» **Text shown**:
============================================================

An official of Harkat ul-Mujahedeen, a Pakistan-based group allied with the Taliban, said Omar was pressured by local leaders to leave the city and end U.S. attacks. Reluctantly, Omar accepted the deal Friday night in return for safe passage out of the city, the source said, speaking on condition of anonymity.

The South Asian Dispatch Agency quoted Taliban official Mohammad Jamal as confirming the decision to leave Kandahar, saying "we have been asked to re-group to prepare for the next phase of jihad," or holy war.

The agency's correspondent in Kandahar reported several pickup trucks loaded with Taliban fighters heading south out of the city.

Hamid Karzai, a Pashtun leader who has been trying to organize an anti-Taliban uprising, told CNN that Taliban leaders would be offered amnesty if they surrendered and gave up their weapons. If they leave Kandahar, he said, they would have nowhere else to go.

============================================================

» **Source data**:
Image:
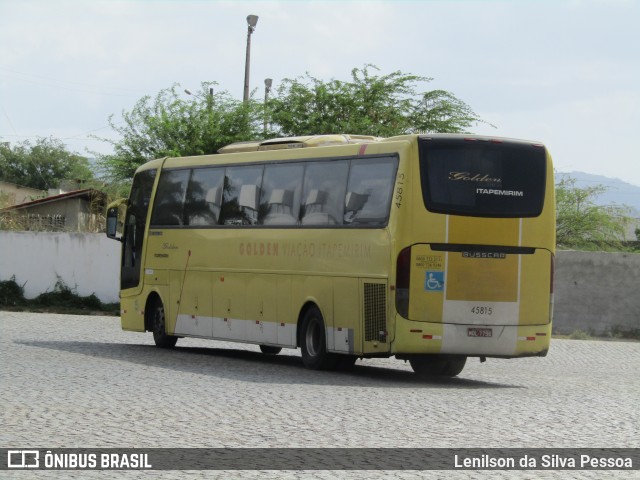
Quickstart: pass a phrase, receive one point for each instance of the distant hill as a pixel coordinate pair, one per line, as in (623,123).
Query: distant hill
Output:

============================================================

» **Work instruction**: Extract the complete news passage above about the Taliban decision to leave Kandahar, reproducing every word and line break without changes.

» **Task answer**:
An official of Harkat ul-Mujahedeen, a Pakistan-based group allied with the Taliban, said Omar was pressured by local leaders to leave the city and end U.S. attacks. Reluctantly, Omar accepted the deal Friday night in return for safe passage out of the city, the source said, speaking on condition of anonymity.

The South Asian Dispatch Agency quoted Taliban official Mohammad Jamal as confirming the decision to leave Kandahar, saying "we have been asked to re-group to prepare for the next phase of jihad," or holy war.

The agency's correspondent in Kandahar reported several pickup trucks loaded with Taliban fighters heading south out of the city.

Hamid Karzai, a Pashtun leader who has been trying to organize an anti-Taliban uprising, told CNN that Taliban leaders would be offered amnesty if they surrendered and gave up their weapons. If they leave Kandahar, he said, they would have nowhere else to go.